══ MATERIAL FOR THIS EXERCISE ══

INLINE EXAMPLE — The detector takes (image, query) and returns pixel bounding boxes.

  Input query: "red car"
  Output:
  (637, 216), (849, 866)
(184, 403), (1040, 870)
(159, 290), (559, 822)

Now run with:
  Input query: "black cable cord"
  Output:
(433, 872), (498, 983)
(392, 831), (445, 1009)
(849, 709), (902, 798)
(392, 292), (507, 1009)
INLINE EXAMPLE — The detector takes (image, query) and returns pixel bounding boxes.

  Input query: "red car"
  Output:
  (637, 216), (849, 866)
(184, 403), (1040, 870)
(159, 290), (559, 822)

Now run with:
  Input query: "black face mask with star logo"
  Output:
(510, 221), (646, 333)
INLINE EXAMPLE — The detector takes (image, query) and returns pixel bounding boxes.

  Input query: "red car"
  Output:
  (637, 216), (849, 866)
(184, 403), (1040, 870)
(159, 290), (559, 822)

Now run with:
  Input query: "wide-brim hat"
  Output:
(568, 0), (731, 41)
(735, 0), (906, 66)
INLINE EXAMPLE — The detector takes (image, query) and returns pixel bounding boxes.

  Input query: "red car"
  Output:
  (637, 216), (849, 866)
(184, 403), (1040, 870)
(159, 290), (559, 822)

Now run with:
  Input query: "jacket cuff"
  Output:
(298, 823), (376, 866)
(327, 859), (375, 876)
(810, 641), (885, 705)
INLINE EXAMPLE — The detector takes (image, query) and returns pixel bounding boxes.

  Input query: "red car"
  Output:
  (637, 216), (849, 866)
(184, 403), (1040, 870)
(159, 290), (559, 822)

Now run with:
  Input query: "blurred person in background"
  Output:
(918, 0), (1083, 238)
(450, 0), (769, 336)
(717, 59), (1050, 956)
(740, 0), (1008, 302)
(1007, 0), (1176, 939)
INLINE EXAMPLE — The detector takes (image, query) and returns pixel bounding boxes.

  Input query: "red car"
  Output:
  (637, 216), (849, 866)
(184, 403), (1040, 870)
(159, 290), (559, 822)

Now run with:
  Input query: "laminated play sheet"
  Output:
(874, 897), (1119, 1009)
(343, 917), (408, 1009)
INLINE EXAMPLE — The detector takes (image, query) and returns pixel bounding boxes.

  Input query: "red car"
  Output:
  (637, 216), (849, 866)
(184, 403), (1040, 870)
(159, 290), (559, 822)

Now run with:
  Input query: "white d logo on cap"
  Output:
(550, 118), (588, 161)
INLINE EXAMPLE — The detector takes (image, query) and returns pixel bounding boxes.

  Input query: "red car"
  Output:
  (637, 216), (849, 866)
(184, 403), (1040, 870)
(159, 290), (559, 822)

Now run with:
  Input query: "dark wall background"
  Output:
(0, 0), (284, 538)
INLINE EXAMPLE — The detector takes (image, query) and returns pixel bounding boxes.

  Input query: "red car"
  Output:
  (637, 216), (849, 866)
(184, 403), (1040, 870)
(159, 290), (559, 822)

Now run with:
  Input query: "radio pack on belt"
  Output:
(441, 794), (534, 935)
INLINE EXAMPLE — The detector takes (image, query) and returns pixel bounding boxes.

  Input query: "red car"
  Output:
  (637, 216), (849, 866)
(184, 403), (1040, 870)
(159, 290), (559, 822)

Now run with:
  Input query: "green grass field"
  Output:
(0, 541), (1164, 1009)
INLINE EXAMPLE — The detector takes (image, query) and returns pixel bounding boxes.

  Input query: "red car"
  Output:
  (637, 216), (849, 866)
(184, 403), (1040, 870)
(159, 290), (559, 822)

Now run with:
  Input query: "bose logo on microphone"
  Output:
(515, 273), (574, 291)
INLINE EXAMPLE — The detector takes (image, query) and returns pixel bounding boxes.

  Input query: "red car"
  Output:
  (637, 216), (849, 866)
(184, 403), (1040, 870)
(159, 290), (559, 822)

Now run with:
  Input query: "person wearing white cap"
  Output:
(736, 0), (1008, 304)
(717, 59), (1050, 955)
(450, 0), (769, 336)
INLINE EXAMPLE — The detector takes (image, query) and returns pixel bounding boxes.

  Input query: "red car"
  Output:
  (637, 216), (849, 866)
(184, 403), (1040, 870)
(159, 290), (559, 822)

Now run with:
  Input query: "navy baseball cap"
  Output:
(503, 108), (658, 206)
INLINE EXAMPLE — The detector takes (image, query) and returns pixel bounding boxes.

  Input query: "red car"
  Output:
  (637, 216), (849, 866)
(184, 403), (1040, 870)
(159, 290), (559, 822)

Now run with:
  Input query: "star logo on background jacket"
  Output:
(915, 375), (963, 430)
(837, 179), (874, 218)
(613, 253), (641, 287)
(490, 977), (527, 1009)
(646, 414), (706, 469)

═══

● **GOAL**
Count the lines in the records above that contain the string "person", and reply with the number alone.

● **COMPLETED TASK**
2